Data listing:
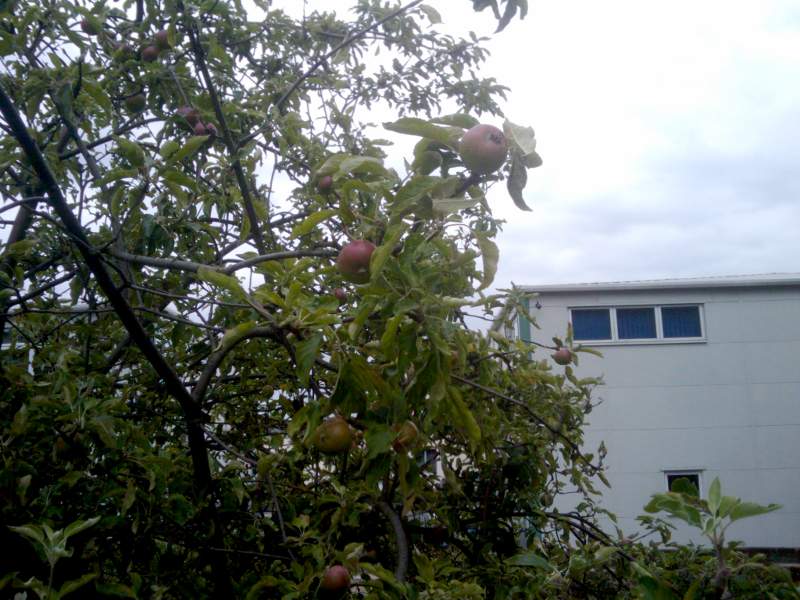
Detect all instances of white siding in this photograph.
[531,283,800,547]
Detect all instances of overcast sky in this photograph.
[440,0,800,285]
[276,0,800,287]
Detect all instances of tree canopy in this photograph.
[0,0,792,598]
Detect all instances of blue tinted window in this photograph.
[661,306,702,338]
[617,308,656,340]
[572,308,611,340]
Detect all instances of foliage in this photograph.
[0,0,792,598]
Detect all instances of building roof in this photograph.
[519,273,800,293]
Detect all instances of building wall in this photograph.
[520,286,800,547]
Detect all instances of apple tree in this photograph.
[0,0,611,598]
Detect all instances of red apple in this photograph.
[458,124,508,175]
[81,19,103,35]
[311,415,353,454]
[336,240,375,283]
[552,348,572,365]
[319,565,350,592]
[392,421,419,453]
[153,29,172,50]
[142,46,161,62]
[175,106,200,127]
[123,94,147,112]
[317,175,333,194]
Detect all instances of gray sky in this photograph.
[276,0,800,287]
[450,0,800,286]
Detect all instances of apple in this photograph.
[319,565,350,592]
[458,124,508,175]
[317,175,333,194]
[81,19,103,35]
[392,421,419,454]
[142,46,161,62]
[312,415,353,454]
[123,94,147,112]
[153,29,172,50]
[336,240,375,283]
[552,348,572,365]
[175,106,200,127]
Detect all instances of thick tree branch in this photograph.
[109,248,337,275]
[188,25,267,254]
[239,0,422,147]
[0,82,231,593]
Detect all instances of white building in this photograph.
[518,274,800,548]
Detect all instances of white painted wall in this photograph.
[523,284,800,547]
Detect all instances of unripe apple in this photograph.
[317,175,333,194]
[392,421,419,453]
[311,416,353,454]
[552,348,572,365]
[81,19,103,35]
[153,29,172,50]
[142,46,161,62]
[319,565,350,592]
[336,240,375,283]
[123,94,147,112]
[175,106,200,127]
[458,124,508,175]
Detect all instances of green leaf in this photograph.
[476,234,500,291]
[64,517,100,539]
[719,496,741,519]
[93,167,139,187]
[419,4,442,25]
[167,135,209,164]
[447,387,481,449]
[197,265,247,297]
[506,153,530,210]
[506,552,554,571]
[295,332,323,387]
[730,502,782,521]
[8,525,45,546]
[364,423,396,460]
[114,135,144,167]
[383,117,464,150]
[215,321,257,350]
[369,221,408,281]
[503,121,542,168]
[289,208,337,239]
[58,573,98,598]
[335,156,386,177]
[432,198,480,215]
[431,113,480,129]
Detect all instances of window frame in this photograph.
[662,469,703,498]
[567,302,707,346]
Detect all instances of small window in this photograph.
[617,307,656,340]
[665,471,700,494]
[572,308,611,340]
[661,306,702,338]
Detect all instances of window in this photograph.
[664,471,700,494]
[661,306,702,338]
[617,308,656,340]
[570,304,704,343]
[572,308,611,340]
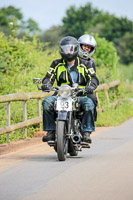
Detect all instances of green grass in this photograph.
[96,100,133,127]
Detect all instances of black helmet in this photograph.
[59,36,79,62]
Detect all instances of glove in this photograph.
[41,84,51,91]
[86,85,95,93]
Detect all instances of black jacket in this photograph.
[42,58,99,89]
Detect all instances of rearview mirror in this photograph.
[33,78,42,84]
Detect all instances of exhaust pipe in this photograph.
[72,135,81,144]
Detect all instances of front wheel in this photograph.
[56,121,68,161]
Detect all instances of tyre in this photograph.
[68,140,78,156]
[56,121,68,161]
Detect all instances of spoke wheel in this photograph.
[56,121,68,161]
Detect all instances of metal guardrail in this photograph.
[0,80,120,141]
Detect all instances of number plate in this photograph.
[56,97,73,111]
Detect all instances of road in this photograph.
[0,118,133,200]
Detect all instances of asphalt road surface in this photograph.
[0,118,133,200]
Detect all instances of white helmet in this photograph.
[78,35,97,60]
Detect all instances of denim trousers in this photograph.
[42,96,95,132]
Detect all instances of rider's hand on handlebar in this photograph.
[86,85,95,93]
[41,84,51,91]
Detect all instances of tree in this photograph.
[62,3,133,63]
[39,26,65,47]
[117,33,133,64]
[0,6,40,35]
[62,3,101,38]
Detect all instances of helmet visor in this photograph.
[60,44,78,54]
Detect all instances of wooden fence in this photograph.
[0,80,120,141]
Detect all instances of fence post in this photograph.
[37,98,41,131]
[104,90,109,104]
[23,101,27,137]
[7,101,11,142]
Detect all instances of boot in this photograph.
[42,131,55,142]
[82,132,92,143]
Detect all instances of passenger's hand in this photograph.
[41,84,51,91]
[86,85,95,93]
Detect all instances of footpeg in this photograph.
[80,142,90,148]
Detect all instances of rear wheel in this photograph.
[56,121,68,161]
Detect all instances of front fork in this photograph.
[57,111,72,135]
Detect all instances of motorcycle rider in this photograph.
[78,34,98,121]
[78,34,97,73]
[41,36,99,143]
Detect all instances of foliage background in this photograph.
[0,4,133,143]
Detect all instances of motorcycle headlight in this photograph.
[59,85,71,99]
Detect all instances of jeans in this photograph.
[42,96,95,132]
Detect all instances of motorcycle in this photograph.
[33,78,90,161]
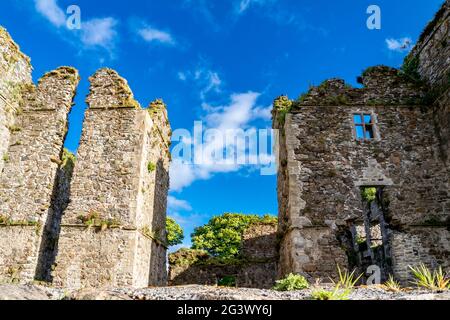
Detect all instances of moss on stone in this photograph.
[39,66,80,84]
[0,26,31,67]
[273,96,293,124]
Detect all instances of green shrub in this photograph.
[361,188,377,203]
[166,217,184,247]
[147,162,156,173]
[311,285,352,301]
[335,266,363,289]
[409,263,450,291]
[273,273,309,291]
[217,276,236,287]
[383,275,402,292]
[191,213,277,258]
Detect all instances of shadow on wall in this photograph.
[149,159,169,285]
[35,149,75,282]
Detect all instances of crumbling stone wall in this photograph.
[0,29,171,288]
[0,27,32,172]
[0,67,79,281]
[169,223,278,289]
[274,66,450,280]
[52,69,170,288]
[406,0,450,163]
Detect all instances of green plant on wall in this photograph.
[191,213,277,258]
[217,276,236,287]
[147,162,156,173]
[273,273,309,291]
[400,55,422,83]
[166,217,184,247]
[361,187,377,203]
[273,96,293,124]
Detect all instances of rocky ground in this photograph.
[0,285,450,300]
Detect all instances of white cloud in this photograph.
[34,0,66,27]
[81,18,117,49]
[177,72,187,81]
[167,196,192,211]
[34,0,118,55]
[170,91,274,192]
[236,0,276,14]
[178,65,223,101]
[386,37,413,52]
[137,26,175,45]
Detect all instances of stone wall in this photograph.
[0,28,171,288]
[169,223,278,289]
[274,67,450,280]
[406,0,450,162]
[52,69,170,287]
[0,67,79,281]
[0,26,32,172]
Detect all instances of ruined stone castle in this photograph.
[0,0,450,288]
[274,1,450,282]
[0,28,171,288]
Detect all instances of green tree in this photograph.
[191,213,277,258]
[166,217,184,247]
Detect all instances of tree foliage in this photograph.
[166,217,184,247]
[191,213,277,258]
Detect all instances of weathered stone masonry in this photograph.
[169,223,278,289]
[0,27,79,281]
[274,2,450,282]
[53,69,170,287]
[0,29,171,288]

* * *

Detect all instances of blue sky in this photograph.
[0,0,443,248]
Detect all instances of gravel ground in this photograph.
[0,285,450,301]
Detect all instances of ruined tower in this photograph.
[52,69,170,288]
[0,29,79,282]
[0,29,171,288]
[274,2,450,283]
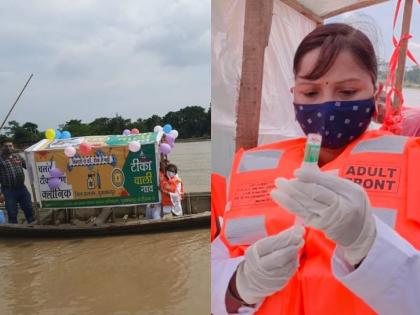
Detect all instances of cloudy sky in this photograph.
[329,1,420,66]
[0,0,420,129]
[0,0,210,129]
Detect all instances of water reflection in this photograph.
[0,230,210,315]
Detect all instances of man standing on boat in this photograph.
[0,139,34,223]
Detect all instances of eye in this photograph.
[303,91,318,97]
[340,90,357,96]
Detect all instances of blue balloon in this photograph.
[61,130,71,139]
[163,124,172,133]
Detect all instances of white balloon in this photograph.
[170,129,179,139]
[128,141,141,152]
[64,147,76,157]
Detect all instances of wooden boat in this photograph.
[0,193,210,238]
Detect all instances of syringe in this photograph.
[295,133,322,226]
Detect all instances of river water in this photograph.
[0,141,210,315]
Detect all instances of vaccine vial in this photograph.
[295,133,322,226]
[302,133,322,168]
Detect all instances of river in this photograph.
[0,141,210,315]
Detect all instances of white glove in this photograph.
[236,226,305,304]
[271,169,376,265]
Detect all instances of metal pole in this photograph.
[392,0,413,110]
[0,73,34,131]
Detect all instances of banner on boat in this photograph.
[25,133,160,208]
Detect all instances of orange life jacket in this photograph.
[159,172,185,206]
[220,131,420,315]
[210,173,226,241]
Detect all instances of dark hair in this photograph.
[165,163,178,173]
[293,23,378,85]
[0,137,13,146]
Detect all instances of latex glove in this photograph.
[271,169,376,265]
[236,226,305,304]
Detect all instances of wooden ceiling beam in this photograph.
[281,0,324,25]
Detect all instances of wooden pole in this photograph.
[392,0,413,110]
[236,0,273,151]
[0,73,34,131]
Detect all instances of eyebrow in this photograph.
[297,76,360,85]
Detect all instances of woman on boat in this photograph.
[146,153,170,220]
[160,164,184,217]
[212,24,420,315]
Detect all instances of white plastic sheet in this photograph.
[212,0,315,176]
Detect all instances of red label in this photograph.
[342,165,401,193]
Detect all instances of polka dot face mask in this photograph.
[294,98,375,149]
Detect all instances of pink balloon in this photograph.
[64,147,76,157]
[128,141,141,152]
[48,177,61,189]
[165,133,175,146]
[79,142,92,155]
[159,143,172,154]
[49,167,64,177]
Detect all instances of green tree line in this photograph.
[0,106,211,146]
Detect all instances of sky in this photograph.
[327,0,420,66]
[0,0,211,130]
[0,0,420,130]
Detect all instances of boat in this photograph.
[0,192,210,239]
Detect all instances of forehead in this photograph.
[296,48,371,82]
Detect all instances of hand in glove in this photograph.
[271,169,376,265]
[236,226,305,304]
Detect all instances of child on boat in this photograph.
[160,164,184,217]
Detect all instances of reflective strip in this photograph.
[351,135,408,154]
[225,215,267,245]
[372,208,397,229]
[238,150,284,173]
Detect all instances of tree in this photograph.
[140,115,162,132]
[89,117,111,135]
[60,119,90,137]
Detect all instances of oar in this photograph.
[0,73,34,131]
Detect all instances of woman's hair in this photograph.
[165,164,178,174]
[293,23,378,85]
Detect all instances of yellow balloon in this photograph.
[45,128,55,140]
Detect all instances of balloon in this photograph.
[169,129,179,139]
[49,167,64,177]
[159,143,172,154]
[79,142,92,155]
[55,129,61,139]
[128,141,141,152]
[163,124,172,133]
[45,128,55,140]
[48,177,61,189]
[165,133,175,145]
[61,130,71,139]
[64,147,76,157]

Work required
Copy the rows word for word, starting at the line containing "Detect all instances of motorcycle in" and ending at the line containing "[406,0,450,163]", with both of those lines included. Leave out any picture lines.

Result
Detect all instances of motorcycle in this photograph.
[33,78,90,161]
Detect all instances of moss on stone in this photograph.
[39,66,80,84]
[0,26,31,67]
[273,96,293,124]
Detect all instances of green shrub in this photograph.
[361,188,377,203]
[166,217,184,247]
[147,162,156,173]
[311,285,352,301]
[335,266,363,289]
[409,263,450,291]
[273,273,309,291]
[217,276,236,287]
[383,275,402,292]
[191,213,277,258]
Detect all instances of shadow on wall in this photograph.
[149,159,169,285]
[35,149,75,282]
Detect all instances of crumbling stone wall in this photograph.
[0,29,171,288]
[0,27,32,172]
[0,67,79,281]
[169,223,278,289]
[274,66,450,280]
[52,69,170,288]
[406,0,450,163]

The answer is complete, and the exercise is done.